Cycle Oregon is a non-profit organization best known for its week-long, non-competitive bike ride, called Classic, held as a fundraiser for the Cycle Oregon Fund. Cycle Oregon additionally hosts GRAVEL, a weekend cycling event, Joyride, a one-day cycling event for women only and WEEKENDER, a weekend cycling event often hosted on a college campus. Cycle Oregon also manages Jumpstart, Oregon's Safe Routes to School program focused on rural communities, and administers the Oregon Scenic Bikeways program.

History
The first Cycle Oregon event took place in September 1988, covering 343 miles between the Oregon cities of Salem and Brookings. More than 1,000 cyclists participated. By 1994, there were more than 2,000 participants participating annually.
=-=-=-=-=
Prompt 1 – Using the Cycle Oregon article, decide whether each statement agrees with it. Give yes or no for each, and quote the deciding words. (a) The first Cycle Oregon event was held in September 1988. (b) Joyride is open to riders of any gender. (c) Classic is a competitive bike race.
Prompt 2 – Name every cycling event that the Cycle Oregon article says the organization holds or hosts.
Prompt 3 – Carry on the Cycle Oregon article from its last sentence.

[Dataset entries about object locations]
=-=-=-=-=
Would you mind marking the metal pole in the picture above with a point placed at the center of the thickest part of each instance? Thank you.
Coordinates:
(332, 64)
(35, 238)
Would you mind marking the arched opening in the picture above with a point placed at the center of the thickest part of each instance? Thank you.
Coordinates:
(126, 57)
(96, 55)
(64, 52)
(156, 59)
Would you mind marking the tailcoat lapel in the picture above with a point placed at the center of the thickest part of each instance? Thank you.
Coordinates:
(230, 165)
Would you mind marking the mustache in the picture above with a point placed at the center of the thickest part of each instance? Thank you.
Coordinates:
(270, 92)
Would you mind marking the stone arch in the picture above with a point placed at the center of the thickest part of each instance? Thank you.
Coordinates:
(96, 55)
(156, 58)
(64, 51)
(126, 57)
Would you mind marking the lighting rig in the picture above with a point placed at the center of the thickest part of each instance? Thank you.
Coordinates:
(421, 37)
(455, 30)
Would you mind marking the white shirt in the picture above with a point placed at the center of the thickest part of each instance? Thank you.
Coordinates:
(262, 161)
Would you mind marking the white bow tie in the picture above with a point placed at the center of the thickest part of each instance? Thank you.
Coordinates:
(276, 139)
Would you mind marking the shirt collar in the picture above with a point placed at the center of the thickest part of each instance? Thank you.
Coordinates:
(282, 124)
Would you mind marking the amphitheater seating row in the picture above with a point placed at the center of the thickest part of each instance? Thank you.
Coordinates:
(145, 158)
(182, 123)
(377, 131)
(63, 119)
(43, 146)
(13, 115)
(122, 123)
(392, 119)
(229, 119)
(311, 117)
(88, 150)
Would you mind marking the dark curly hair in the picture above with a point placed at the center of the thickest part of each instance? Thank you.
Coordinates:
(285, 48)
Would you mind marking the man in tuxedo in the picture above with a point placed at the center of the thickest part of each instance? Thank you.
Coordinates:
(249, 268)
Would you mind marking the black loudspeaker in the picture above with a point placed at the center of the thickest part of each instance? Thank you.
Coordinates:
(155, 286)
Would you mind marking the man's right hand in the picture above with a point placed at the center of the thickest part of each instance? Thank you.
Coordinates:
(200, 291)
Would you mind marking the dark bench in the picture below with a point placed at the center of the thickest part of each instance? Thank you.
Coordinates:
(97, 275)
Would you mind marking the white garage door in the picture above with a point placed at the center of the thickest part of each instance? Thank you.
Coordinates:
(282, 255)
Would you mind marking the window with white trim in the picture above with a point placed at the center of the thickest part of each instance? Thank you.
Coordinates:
=-=-=-=-=
Task result 1 –
(a) Yes: "The first Cycle Oregon event took place in September 1988"
(b) No: "a one-day cycling event for women only"
(c) No: "its week-long, non-competitive bike ride, called Classic"

Task result 2 – Classic, GRAVEL, Joyride, WEEKENDER

Task result 3 –
Cycle Oregon Classic Routes

Description
Cycle Oregon hosts four non-competitive, recreational cycling events each year to raise money for the Cycle Oregon fund and promote tourism throughout the state. Cycle Oregon events  are supported rides; participants are provided with meals, camping facilities, shower and restroom facilities, and sag wagon support on course. Event locations vary each year with routes announced in January at a kickoff party and through a promotional video. The four events are:

Classic - A week-long bicycling journey showcasing some of Oregon's most spectacular vistas usually held in September

WEEKENDER: A two-day bicycling event most commonly held on a college campus with multiple ride options usually held in July

Joyride is a women-only one-day ride offering short, medium and long routes usually held in June

GRAVEL is a two-day mixed-terrain bicycle event with multiple route options usually held in May

See also
 Hawthorne Bridge bicycle counter

References

External links
Cycle Oregon (official website)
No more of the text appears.